--- GIVEN DATA ---

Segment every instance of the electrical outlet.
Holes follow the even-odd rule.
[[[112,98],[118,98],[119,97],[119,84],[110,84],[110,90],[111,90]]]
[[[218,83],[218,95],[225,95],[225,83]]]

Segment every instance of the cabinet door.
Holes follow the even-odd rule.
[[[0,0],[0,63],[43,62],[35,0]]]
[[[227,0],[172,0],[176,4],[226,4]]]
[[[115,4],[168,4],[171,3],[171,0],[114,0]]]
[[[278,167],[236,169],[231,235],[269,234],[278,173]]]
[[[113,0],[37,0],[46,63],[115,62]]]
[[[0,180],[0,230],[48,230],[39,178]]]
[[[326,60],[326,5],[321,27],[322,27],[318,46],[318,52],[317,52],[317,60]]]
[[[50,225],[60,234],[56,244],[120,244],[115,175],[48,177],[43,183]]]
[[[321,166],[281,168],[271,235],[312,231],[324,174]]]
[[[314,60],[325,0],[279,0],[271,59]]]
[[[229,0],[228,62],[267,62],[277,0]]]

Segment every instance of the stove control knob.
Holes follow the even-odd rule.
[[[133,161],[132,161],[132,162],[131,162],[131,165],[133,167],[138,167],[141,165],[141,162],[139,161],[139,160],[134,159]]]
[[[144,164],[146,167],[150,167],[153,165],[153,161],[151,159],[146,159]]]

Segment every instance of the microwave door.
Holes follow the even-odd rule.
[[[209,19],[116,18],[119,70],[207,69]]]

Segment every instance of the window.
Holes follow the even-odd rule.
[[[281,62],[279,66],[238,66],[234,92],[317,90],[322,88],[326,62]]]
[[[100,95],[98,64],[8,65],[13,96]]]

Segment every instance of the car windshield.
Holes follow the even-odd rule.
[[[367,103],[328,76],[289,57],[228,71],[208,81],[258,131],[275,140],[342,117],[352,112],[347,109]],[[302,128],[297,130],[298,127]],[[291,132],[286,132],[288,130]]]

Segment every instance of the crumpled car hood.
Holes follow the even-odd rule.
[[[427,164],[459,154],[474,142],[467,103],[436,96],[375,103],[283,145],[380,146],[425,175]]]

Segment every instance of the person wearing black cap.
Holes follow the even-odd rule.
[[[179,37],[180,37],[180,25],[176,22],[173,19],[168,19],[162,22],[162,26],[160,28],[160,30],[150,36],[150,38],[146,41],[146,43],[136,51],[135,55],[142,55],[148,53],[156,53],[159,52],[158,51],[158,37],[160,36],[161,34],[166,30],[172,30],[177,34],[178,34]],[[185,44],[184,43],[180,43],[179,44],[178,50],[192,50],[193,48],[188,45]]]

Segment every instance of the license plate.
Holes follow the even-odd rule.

---

▶ **SHORT TASK**
Rewrite all of the records above, swapping every "Segment" for "Outline" and keeping everything else the same.

▶ **SOLUTION**
Outline every instance of the electrical outlet.
Holes follow the even-odd rule.
[[[112,98],[118,98],[119,97],[119,84],[110,84],[110,90],[111,90]]]
[[[218,83],[218,95],[225,95],[225,83]]]

Outline every instance of the cabinet door.
Holes follow the even-odd rule.
[[[0,0],[0,63],[43,62],[35,0]]]
[[[227,0],[172,0],[176,4],[226,4]]]
[[[115,4],[168,4],[171,3],[171,0],[114,0]]]
[[[278,167],[236,169],[231,235],[269,234],[278,173]]]
[[[113,0],[37,0],[46,63],[115,62]]]
[[[0,180],[0,230],[48,230],[39,178]]]
[[[326,60],[326,5],[321,27],[322,27],[318,46],[318,52],[317,52],[317,60]]]
[[[50,225],[60,234],[56,244],[120,244],[115,175],[48,177],[43,183]]]
[[[321,166],[281,168],[271,235],[312,231],[324,174]]]
[[[314,60],[325,0],[279,0],[271,59]]]
[[[229,0],[228,62],[267,62],[277,0]]]

Outline every instance of the stove control knob.
Holes follow the even-odd rule.
[[[133,161],[132,161],[132,162],[131,162],[131,165],[133,167],[138,167],[141,165],[141,162],[139,161],[139,160],[134,159]]]
[[[144,164],[146,167],[150,167],[153,165],[153,161],[151,159],[146,159]]]

Outline every instance of the microwave door.
Holes follow the even-odd rule.
[[[209,19],[116,18],[119,70],[207,69]]]

Outline every instance of the window.
Holes follow the even-odd rule.
[[[281,62],[279,66],[238,66],[234,92],[317,90],[322,88],[326,62]]]
[[[100,95],[98,64],[8,65],[13,96]]]

Outline every instance of the car windshield.
Holes follow the even-odd rule.
[[[367,103],[328,76],[289,57],[228,71],[208,81],[258,131],[275,140],[342,117],[352,112],[347,109]],[[302,128],[297,130],[298,127]],[[291,132],[286,132],[288,130]]]

Outline every instance of the crumpled car hood.
Holes follow the even-odd rule.
[[[427,164],[459,154],[474,142],[467,103],[436,96],[375,103],[283,145],[380,146],[425,175]]]

Outline every instance of the person wearing black cap.
Holes follow the even-odd rule.
[[[179,37],[180,37],[180,25],[176,22],[173,19],[168,19],[162,22],[162,26],[160,28],[160,30],[150,36],[150,38],[146,41],[146,43],[136,51],[135,55],[142,55],[148,53],[156,53],[159,52],[158,51],[158,37],[160,36],[161,34],[166,30],[172,30],[177,34],[178,34]],[[185,44],[184,43],[180,43],[179,44],[178,50],[192,50],[193,48],[188,45]]]

Outline every instance of the license plate.
Holes follow the even-odd rule.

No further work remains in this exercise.